Leave out the pictures and restate the rest of the data exactly.

· · ·

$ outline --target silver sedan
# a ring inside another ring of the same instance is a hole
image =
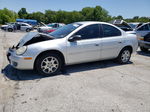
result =
[[[30,32],[8,50],[17,69],[43,75],[59,73],[65,65],[105,59],[128,63],[138,48],[137,37],[105,22],[76,22],[50,34]]]

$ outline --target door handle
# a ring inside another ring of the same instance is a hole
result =
[[[95,44],[95,46],[99,46],[99,44]]]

· · ·

■ Completed task:
$ outline --target silver sedan
# a ring inside another ring of the same instance is a hole
image =
result =
[[[30,32],[8,50],[17,69],[43,75],[59,73],[65,65],[105,59],[128,63],[138,48],[137,37],[105,22],[76,22],[50,34]]]

$ outline --target door handle
# a ring inside another ring of the same instance is a hole
result =
[[[95,44],[95,46],[99,46],[99,44]]]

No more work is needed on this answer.